MATERIAL TO PROCESS: Begin

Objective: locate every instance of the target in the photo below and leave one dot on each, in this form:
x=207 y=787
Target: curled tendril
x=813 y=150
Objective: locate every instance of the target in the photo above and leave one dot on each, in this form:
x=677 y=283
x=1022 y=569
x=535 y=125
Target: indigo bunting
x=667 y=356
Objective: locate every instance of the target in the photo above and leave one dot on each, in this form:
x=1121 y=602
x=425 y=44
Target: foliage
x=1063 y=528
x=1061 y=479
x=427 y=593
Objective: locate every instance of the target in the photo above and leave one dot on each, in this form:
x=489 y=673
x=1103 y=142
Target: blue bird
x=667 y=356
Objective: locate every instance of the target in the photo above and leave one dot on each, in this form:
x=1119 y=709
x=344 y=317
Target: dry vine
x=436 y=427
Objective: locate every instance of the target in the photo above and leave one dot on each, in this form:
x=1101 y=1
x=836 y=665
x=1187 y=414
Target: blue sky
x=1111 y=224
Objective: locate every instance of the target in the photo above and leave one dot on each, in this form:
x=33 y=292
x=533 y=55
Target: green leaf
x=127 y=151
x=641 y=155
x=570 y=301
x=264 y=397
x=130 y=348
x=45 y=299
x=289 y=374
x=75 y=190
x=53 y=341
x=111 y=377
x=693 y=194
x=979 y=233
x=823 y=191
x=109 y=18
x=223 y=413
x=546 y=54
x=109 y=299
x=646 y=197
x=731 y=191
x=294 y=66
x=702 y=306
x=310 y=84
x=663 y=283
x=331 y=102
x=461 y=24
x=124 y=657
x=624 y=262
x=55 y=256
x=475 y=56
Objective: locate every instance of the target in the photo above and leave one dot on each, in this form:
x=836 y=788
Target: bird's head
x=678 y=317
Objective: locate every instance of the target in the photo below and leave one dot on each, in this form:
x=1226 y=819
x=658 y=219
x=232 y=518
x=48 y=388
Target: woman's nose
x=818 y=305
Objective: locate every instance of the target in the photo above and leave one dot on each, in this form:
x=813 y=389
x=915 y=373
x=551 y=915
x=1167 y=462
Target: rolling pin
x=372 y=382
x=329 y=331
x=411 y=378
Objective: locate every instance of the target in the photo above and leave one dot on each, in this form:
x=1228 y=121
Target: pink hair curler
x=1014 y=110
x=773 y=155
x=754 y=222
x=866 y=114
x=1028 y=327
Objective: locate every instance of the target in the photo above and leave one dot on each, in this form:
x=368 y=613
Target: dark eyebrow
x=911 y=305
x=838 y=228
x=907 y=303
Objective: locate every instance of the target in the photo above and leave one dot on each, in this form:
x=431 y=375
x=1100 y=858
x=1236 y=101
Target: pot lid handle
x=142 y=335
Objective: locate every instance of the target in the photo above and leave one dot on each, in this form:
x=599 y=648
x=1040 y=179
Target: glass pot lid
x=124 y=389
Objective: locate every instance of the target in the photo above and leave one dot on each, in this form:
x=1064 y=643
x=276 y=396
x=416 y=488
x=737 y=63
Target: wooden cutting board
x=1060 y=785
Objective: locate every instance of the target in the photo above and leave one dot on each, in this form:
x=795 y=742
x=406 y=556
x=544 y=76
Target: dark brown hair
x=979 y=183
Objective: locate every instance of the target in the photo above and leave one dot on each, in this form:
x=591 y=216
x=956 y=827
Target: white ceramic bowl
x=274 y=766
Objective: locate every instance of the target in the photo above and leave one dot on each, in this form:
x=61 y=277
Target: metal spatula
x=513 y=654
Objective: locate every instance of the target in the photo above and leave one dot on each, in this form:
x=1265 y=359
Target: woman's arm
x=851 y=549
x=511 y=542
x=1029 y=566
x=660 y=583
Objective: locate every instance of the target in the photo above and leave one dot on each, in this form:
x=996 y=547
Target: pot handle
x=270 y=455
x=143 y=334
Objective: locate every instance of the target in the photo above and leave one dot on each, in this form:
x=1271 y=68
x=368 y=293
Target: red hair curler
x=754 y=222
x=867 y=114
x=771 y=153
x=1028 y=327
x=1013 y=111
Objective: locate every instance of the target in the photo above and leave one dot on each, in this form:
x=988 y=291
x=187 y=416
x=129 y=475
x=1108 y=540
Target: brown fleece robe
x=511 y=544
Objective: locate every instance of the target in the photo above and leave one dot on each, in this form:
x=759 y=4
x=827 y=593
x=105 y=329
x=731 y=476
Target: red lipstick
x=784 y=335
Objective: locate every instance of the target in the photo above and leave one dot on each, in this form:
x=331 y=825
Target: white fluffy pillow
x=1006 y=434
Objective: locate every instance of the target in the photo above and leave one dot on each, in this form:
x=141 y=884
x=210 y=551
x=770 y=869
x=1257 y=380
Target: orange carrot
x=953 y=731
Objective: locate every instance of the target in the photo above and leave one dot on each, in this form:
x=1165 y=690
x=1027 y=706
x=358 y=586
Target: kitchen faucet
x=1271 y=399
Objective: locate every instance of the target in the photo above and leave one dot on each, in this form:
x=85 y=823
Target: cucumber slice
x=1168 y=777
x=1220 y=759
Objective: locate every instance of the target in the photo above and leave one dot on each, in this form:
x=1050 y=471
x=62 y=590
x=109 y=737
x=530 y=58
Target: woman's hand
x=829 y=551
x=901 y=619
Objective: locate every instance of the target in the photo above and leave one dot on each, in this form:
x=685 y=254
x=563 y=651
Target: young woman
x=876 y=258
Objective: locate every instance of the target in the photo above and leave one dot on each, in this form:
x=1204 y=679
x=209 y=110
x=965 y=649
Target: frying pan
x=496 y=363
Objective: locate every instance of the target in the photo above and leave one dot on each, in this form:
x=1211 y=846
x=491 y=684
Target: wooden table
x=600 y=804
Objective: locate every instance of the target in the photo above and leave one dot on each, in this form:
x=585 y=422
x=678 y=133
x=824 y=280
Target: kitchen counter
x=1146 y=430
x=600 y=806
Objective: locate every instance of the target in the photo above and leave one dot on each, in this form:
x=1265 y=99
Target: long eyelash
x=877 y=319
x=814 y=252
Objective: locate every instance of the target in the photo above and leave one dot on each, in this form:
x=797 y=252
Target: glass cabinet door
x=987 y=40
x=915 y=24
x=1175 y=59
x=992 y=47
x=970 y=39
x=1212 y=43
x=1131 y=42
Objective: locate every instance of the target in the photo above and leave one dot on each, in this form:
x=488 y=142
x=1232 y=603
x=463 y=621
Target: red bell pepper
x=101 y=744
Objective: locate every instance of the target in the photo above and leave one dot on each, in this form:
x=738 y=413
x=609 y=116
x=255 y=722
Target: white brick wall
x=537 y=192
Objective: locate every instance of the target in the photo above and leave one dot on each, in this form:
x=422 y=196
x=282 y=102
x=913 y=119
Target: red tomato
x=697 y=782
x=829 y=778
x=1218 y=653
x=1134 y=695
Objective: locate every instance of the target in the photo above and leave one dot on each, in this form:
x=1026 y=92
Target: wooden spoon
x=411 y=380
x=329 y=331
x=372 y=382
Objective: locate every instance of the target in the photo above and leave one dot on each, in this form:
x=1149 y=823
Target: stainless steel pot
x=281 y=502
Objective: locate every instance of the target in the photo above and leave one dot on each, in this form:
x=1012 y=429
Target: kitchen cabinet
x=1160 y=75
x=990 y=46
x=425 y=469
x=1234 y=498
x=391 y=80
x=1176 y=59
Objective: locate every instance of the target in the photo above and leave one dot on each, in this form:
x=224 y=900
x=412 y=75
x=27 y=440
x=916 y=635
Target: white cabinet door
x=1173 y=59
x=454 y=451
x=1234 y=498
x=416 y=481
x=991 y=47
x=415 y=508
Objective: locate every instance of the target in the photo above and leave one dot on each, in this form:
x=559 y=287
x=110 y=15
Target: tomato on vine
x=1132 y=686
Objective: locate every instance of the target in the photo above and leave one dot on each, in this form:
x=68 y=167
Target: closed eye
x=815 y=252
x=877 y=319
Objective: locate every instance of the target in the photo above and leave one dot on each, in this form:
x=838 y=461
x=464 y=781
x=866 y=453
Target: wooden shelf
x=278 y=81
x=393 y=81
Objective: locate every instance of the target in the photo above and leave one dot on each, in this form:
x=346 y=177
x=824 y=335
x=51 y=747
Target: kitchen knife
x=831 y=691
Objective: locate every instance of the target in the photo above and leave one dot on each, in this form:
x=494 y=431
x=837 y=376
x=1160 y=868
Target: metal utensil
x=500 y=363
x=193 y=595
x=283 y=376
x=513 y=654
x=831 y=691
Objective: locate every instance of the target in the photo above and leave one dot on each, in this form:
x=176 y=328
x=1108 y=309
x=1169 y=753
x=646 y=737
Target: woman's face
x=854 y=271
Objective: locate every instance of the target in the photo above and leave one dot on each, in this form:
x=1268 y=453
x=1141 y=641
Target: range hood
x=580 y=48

MATERIAL TO PROCESS: End

**DESCRIPTION OF THE TASK**
Working from the data above, extract solely the lines from the one containing "x=551 y=915" through the one containing "x=1228 y=121", exactly as they appear, both included.

**TASK OUTPUT**
x=551 y=915
x=1167 y=462
Target: rolling pin
x=372 y=382
x=329 y=331
x=411 y=378
Objective: locate every instance of the target in the photo above and leave one dot on each, in this form:
x=1228 y=121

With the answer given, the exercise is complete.